**DOCUMENT EXTRACT**

The Iraq debacle was an interesting case study, in that you did have an administration that had a documented white-knuckled grip on their propaganda game. Many of the reigning neocons were convinced that the Vietnam War was lost not because of central held premises and perceptions that were just bad and wrong, but because the government and the media were not properly constructing the right narratives and controlling the flow of information well enough, and that there was a collective failure of will and resolve as a result.
But with Iraq this problem would be addressed: you had a growing bifurcation in which you had an insulated and massaged government control of information and a compliant and cooperative media that manufactured its own reality that, as the war advanced and intensified and the catastrophes racked up and amplified each other, more and more resembled a direct inversion of facts on the ground. At least, until the narrative altogether ran away.
This sort of heavy-handed application of propaganda in a sense lays out a virtual minefield in the communication sphere, which interacts with the reality that communication sphere interacts with and shapes and is shaped by. When the uncorrected narrative eventually comes into contact with reality, it comes into contact explosively and violently, and destroys functional capacity in its wake.
The result was a deeply jaded public that had more and more trouble believing in any sort of public or collectively held reality, and these effects of course are global and would generalize. This is of course nothing new, but it is important to stress that this stuff is cumulative. Trust, once broken, is very difficult to restore. And so a new equilibrium forms around this scene of devastation, and the dynamic picks up where it left off in a weakened and more unstable environment. This was true of the subsequent financial crisis and then the pandemic, and it will be continue to be true until the ruling elite further collapse.

**ACTIVITY A**
Translate this sentence from the passage on Iraq war propaganda into Spanish: "Trust, once broken, is very difficult to restore."
**ACTIVITY B**
In the passage on Iraq war propaganda, what did many of the reigning neocons believe caused the loss of the Vietnam War?

**SOURCE MATERIAL**
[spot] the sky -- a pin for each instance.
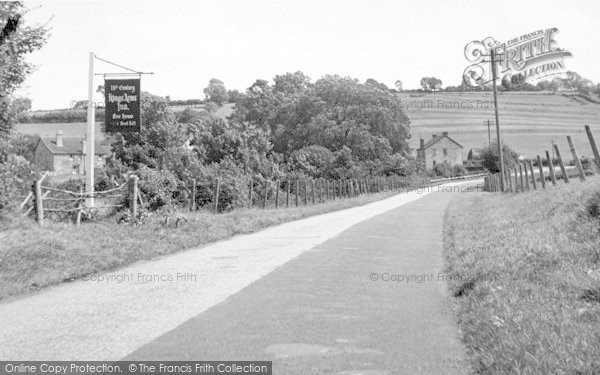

**EXERCISE SOLUTION A**
La confianza, una vez rota, es muy difícil de restaurar.

**EXERCISE SOLUTION B**
They believed the government and the media failed to properly construct the right narratives and control the flow of information well enough, which led to a collective failure of will and resolve.